Camino de vuelta a casa. En la zona de los Levits, sobresalen rosales caídos de entre las rejas de las vallas como si fuesen brazos. Me cruzo un grupo de paseantes, ocho o nueve, que avanzan despacio y casi en fila. Mantienen cierta distancia. Son un grupo de gente mayor, todas mujeres. Llevan mascarillas. Parecen haber salido del suelo, de golpe de un lado del camino. Cuando estoy más cerca, escucho una especie de zumbido, y miro a los lados como si cientos de avispas cubrieran la zona. Las mujeres pasan a mi lado, despacio, de una en una, y van todas murmurando algo bajo la mascarilla. Se genera así ese zumbido, de revoloteo extraño. Van rezando. Dicen no sé qué de María, rogar y pecado, y pasan de largo. Me detengo. Me giro y las veo marchar. Al llegar a casa, cuento la anécdota. Dice mi madre que es no sé qué de la misa de mayo. Pienso que si me pilla de noche, me cago. 

A veces, miro en YouTube vídeos de parkour. Mientras meriendo, por ejemplo. Me como unas galletas y miro algunos vídeos, como otras veces miro videoclips de música. Me da no sé qué placer ver los saltos de parkour, ver a gente deslizarse sobre azoteas, moverse con elegancia de un sitio a otro. Me produce un apego de vértigo y gusto, relajante. Hoy he soñado que varios amigos íbamos a saltar en paracaídas y yo, por si acaso, sin decir nada a nadie, me llevaba en el bolsillo varias biodraminas. 

Arranco la moto. Hace una mañana templada. Trinan los pájaros. Voy con la moto al supercor. Voy en manga corta y paso frío en la moto. Compro los periódicos, pan y café molido. Hay bastante cola y espero recorriendo los pasillos. Miro el puesto de los congelados. Miro la zona de perfumería. Una mujer pregunta si le guardo el sitio, que va a coger hielos. Ojeo las contras de El País y El Mundo, trato de sujetar bien el casco de la moto. Luego conduzco despacio, mirando las calles, los pocos coches que pasan, contento de conducir la moto de nuevo, con ganas de irme más lejos. Ahora mismo, cualquier pequeño cambio en el registro de mirar, produce este vago placer, una sensación de bienestar. 

Hablamos de correr en la comida. Diego ha estado saliendo a correr por las mañanas. Ha corrido tanto, tan rápido, en tan poco tiempo, tan de golpe, que se ha lesionado la rodilla. Hablamos de su regalo de cumpleaños, su novia le ha regalado también unas deportivas. Comemos chuletón y tarta de queso. Diego sopla las velas.

*Datos proporcionados*:
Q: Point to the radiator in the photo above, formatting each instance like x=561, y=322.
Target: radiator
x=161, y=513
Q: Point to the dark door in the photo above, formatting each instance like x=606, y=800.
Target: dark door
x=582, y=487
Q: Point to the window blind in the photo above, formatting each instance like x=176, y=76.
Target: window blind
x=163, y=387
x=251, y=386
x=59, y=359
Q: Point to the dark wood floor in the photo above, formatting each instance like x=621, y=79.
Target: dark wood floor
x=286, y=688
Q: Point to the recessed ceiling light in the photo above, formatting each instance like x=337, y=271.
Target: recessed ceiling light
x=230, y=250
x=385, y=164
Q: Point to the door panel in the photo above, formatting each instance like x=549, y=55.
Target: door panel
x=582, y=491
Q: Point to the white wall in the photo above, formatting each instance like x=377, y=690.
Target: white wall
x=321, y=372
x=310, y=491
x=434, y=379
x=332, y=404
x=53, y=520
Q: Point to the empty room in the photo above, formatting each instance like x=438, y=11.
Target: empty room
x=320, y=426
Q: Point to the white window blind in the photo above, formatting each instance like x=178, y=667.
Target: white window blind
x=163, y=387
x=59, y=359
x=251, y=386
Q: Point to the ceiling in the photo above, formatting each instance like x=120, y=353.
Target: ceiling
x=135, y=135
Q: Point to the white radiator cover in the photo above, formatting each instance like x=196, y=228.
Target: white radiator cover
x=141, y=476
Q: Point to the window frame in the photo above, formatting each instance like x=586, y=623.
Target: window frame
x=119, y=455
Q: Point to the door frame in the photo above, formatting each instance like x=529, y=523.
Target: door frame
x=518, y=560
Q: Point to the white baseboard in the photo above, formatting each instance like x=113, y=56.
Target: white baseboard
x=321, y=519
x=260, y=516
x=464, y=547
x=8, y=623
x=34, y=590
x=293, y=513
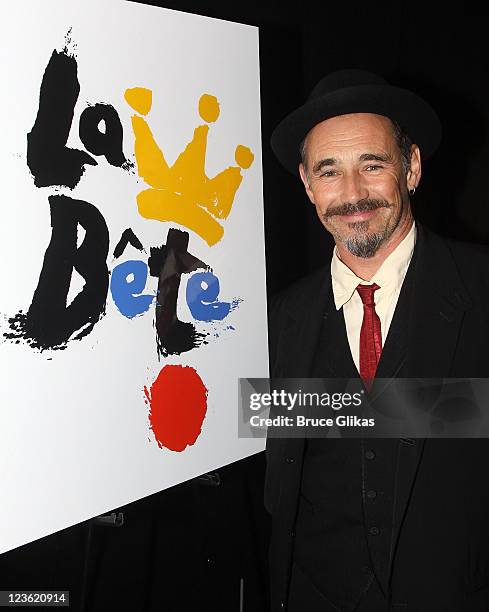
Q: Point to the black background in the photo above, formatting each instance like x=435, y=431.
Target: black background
x=198, y=545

*Lo que se pide*: Devuelve sin cambios el fragmento del texto de lectura que va desde "A veces, miro" hasta "bolsillo varias biodraminas.".

*Respuesta del ejercicio*:
A veces, miro en YouTube vídeos de parkour. Mientras meriendo, por ejemplo. Me como unas galletas y miro algunos vídeos, como otras veces miro videoclips de música. Me da no sé qué placer ver los saltos de parkour, ver a gente deslizarse sobre azoteas, moverse con elegancia de un sitio a otro. Me produce un apego de vértigo y gusto, relajante. Hoy he soñado que varios amigos íbamos a saltar en paracaídas y yo, por si acaso, sin decir nada a nadie, me llevaba en el bolsillo varias biodraminas.